• [Source information]:
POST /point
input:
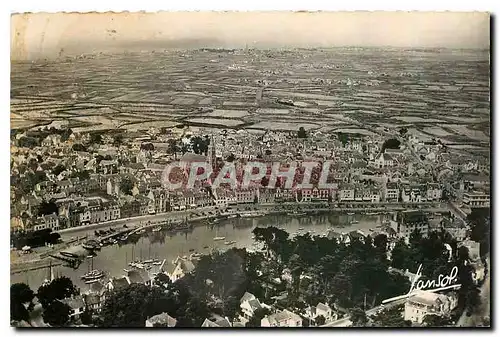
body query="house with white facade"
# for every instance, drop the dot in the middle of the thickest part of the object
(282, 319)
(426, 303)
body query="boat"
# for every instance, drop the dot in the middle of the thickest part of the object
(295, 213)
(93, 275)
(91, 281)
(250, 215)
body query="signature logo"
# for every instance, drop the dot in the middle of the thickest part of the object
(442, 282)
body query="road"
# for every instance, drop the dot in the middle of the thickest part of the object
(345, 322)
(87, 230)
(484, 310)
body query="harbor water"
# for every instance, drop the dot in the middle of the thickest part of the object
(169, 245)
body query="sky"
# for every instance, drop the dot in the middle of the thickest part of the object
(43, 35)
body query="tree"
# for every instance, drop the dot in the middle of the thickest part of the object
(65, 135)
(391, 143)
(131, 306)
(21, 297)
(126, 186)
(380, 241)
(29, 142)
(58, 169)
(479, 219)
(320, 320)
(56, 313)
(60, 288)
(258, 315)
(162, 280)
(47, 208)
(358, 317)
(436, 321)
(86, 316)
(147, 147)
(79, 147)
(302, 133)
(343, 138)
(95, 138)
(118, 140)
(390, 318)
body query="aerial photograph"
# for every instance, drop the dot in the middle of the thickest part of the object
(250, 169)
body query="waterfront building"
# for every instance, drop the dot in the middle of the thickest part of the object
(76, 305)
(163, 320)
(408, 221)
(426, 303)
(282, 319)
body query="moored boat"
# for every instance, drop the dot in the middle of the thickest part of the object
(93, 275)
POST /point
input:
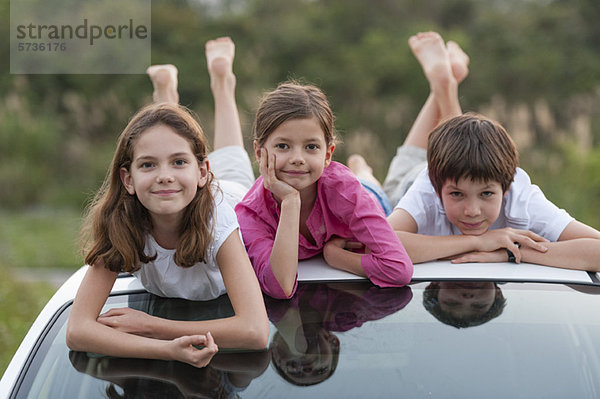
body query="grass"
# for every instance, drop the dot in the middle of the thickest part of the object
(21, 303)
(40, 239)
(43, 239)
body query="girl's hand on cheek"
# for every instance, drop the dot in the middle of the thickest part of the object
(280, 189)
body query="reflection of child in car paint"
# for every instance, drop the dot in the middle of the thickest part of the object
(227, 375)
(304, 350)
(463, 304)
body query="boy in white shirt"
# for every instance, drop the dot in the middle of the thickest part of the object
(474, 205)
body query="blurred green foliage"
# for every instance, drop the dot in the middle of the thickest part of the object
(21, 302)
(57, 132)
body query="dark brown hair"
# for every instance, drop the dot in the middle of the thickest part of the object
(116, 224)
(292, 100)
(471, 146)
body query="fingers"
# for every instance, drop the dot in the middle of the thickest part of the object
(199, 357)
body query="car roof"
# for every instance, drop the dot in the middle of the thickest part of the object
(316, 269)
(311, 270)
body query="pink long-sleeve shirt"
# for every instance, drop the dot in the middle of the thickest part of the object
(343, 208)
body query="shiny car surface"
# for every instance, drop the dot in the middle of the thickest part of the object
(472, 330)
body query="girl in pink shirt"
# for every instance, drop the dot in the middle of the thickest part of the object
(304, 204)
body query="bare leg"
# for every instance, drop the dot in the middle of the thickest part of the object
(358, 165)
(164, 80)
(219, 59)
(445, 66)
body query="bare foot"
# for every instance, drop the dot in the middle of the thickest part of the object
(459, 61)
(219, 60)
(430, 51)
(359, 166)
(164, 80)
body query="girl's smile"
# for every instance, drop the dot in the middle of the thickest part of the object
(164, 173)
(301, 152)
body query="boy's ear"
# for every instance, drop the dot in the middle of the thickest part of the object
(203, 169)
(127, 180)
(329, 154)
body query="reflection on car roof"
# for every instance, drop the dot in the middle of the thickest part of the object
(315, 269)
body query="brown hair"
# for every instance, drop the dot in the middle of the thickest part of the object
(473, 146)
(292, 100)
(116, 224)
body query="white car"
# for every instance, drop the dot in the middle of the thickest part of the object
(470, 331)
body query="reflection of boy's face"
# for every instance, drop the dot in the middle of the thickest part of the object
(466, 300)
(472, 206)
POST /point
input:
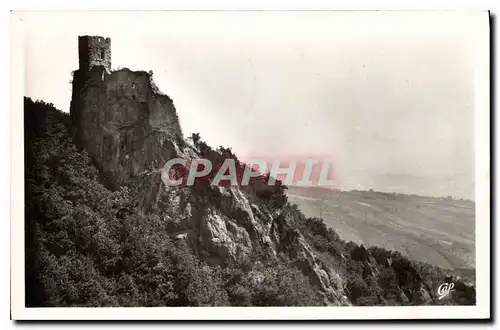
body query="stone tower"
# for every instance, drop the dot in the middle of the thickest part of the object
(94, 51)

• [The task]: Exactly how many lines of the listing above contain the string "girl"? Give no more than the number.

• [Task answer]: 3